WORK TO BE COMPLETED => Report each line in the rows below that contains the word "coordinates", copying every such line in full.

DATA TO EXAMINE =>
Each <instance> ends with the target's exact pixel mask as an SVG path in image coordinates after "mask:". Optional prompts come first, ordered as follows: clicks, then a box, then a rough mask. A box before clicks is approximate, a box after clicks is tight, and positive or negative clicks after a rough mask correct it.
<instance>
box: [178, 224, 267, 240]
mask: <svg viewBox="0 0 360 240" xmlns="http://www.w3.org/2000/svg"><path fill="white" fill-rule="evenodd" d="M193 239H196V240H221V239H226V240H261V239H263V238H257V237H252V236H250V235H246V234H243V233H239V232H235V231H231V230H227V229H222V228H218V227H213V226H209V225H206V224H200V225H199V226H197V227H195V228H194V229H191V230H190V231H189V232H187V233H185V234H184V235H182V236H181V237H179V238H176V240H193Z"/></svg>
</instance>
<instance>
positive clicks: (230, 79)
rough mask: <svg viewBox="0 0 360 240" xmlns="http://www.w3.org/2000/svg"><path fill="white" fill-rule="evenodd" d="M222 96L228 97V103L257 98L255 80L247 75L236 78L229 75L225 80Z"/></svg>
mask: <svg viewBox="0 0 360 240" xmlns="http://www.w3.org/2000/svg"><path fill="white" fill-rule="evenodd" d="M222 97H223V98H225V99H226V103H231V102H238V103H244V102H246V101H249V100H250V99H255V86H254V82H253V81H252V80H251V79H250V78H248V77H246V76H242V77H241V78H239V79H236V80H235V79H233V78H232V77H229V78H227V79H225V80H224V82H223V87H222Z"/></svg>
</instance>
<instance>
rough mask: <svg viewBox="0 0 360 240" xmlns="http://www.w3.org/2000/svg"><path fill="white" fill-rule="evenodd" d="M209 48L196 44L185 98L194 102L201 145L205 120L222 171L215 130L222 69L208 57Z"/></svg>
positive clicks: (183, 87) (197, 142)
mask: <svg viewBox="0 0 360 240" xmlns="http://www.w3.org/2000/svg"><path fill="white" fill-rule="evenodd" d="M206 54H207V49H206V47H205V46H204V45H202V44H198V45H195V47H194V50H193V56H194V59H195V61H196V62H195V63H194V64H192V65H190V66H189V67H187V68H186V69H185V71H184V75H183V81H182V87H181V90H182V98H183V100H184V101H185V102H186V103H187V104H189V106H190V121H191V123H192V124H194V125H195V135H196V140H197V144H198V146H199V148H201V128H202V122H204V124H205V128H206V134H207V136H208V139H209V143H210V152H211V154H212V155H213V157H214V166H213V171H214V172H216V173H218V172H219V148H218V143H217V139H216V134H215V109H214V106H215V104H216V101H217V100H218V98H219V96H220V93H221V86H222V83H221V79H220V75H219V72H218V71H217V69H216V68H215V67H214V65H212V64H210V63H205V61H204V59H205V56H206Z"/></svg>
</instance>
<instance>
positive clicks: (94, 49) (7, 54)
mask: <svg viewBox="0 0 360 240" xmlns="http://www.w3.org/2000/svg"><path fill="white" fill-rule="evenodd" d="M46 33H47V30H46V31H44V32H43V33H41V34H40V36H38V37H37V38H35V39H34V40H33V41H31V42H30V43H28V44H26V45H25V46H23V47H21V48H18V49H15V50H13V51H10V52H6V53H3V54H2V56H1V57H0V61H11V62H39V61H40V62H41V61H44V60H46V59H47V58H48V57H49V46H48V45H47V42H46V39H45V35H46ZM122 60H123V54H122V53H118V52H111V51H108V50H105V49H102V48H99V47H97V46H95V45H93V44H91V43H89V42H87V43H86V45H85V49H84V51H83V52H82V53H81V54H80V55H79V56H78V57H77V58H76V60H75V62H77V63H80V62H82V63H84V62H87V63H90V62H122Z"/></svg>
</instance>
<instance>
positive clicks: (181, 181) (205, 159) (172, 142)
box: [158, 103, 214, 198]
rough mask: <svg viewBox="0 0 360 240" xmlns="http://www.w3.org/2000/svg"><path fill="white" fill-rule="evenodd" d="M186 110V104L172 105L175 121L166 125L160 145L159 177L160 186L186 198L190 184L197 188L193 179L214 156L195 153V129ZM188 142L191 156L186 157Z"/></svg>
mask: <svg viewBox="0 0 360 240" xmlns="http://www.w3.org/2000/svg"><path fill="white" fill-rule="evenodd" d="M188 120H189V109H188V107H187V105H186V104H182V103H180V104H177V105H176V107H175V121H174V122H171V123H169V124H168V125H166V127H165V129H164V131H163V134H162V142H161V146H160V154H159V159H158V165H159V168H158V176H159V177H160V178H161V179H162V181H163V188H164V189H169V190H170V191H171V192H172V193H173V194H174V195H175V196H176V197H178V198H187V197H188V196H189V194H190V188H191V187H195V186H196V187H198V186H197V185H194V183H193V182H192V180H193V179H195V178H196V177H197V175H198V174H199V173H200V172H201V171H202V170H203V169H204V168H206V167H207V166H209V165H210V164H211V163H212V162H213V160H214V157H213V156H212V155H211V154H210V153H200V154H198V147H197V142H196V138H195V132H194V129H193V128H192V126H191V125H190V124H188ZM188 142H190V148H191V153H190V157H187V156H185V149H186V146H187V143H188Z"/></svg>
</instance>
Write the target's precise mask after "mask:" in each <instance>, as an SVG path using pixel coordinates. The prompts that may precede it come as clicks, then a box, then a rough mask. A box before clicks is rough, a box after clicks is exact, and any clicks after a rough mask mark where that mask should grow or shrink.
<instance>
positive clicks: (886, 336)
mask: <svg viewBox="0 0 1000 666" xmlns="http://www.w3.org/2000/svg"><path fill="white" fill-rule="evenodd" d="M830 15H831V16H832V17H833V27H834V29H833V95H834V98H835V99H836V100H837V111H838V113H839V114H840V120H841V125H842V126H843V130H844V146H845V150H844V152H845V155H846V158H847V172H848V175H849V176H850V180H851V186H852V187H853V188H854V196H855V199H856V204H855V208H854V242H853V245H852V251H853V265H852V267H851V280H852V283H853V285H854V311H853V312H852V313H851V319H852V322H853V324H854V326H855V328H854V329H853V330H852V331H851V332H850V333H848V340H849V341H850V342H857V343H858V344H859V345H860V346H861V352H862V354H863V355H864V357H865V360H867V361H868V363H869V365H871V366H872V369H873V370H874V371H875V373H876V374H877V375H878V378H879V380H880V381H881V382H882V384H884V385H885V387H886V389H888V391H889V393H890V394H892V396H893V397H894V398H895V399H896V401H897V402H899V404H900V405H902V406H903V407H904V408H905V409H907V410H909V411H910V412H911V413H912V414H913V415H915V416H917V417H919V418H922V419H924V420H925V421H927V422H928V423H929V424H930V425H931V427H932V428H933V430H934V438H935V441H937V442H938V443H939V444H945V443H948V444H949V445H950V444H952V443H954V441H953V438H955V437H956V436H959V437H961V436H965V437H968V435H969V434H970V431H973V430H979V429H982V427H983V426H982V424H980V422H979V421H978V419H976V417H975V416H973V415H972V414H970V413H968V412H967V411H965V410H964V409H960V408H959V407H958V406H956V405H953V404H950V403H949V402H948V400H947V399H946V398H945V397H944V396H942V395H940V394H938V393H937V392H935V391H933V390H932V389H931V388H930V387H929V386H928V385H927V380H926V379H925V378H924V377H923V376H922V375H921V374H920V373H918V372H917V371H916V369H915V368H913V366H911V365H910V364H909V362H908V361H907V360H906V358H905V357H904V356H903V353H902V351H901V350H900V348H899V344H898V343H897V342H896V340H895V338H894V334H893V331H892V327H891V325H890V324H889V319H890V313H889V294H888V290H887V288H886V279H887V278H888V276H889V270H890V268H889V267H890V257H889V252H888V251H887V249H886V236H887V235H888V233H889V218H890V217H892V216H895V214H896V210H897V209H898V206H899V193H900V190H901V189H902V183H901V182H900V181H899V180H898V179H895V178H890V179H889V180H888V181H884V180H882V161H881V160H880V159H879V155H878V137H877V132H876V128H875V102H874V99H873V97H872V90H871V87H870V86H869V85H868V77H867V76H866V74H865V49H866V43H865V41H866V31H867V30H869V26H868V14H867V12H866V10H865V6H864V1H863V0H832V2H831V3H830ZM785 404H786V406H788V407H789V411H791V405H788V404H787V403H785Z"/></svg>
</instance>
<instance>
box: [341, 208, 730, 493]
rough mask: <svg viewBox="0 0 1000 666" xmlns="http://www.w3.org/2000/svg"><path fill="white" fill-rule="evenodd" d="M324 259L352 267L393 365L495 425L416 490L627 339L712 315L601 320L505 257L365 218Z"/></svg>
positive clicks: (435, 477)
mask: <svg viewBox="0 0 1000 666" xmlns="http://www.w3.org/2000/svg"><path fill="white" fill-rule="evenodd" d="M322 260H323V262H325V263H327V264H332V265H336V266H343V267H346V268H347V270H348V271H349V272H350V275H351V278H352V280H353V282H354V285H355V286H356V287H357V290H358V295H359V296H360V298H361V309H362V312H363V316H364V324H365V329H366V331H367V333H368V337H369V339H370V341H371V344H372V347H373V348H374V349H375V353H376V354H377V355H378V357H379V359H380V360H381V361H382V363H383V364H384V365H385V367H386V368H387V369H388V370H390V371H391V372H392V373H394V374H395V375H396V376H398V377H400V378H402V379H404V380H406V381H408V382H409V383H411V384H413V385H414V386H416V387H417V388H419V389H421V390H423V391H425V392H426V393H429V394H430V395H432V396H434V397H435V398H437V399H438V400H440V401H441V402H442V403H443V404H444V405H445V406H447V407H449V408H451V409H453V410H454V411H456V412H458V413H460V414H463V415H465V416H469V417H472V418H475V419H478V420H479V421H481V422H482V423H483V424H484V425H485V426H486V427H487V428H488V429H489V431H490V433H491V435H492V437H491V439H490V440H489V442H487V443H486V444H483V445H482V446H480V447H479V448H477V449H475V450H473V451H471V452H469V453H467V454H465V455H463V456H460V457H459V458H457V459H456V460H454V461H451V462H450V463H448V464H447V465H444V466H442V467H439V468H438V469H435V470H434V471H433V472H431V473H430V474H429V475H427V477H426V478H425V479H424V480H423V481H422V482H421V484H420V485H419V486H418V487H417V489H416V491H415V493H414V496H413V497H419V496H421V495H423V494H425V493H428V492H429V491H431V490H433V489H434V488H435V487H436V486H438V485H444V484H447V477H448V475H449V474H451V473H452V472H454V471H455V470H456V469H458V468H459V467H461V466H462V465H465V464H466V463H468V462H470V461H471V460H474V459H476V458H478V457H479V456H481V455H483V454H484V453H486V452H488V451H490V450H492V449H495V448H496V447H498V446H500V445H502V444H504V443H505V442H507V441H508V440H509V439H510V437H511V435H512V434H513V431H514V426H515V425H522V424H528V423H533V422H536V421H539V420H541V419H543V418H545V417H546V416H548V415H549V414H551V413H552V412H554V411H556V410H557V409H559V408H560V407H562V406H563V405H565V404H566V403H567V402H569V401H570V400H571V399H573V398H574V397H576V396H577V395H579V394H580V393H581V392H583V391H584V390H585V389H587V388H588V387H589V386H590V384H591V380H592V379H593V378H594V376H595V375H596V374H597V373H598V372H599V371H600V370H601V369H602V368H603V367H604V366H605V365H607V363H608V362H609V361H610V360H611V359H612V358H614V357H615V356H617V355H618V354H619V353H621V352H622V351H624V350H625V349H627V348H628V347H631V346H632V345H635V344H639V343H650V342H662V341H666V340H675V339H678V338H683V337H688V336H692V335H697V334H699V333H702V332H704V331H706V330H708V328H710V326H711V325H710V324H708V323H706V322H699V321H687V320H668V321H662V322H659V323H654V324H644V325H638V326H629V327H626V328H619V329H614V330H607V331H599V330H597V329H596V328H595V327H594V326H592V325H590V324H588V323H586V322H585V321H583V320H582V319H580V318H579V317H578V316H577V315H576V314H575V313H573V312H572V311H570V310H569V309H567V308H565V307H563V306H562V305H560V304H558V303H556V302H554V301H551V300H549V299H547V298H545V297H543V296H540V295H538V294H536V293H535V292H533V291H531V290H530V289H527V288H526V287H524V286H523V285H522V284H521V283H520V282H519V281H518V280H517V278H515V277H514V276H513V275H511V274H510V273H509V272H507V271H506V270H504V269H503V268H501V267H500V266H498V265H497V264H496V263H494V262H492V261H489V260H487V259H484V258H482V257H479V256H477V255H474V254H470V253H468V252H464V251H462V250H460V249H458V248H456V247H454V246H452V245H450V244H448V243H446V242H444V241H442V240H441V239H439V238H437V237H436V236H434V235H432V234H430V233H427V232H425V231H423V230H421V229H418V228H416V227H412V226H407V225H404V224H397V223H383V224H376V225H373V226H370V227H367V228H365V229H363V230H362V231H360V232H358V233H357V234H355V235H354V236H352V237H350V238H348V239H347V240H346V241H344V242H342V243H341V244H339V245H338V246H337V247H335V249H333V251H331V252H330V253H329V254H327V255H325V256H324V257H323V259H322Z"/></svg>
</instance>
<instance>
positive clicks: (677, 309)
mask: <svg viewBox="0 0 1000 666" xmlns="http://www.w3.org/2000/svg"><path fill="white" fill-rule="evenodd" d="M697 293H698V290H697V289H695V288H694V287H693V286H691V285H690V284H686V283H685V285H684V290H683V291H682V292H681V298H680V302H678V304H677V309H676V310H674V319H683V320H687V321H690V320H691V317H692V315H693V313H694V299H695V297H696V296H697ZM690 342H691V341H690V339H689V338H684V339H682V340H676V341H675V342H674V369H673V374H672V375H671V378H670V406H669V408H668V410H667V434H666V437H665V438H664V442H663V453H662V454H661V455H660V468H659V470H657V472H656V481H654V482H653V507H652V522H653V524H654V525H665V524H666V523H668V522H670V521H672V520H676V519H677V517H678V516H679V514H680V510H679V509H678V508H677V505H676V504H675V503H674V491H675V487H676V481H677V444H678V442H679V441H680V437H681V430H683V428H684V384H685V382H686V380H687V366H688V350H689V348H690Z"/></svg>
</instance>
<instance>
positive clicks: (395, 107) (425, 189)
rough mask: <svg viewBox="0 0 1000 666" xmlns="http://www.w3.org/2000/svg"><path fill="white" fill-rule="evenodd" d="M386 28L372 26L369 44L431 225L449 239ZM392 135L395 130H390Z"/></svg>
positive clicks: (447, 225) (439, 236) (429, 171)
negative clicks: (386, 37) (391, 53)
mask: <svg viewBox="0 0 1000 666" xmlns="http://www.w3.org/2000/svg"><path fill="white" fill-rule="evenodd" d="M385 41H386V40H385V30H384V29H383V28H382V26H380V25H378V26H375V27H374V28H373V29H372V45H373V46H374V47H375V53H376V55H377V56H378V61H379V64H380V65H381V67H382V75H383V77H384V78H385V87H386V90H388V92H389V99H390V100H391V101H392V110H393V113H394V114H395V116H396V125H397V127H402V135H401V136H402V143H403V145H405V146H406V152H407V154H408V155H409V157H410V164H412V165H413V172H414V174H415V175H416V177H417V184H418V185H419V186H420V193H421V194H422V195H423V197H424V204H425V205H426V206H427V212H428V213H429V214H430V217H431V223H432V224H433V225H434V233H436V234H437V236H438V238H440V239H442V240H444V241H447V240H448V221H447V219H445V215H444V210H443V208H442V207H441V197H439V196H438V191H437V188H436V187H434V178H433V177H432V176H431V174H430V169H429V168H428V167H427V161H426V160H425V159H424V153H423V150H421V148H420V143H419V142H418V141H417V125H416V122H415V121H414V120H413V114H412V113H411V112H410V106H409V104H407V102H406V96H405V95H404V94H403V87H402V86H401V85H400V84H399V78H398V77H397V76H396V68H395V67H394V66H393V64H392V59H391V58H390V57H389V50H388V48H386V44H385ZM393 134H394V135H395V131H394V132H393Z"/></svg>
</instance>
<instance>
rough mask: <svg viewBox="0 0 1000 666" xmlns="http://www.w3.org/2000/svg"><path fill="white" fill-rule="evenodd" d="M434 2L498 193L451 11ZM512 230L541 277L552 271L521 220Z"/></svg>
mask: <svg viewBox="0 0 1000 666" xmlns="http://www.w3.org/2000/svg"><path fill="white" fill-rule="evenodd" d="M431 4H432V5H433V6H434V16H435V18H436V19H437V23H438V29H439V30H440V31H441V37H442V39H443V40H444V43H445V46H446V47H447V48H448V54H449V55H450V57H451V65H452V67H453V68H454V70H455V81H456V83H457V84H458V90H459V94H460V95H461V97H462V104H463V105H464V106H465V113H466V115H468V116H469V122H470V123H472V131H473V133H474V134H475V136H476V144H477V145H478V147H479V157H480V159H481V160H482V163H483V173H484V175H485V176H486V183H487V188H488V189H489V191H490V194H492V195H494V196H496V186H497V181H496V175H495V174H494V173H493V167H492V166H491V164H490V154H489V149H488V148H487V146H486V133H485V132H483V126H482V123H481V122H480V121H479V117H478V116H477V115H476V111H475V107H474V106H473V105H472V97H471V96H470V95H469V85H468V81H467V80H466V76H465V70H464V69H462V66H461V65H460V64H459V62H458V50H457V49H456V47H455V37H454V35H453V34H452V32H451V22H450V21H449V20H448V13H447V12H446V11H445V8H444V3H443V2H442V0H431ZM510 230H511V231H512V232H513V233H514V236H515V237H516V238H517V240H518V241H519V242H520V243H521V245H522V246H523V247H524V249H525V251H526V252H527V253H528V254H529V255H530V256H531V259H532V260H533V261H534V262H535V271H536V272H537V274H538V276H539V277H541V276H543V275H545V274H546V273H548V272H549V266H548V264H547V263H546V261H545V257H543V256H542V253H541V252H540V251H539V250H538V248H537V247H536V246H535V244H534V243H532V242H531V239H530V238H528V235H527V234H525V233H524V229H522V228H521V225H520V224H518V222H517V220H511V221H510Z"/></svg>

SOLVED PROBLEM =>
Each <instance> ends with the target's exact pixel mask as an SVG path in image coordinates after "mask:". Optional prompts come first, ordered as follows: clicks, then a box, then a rough mask. A box before clicks is approximate, a box after clicks is tight, and positive or negative clicks after a rough mask correct it.
Write the target's precise mask after "mask:" in each <instance>, as an SVG path using pixel coordinates. The prompts that may precede it come as clicks, then a box, then a rough mask. A box before clicks is rough, a box after clicks is exact, and any clicks after a rough mask mark where that mask should grow or shrink.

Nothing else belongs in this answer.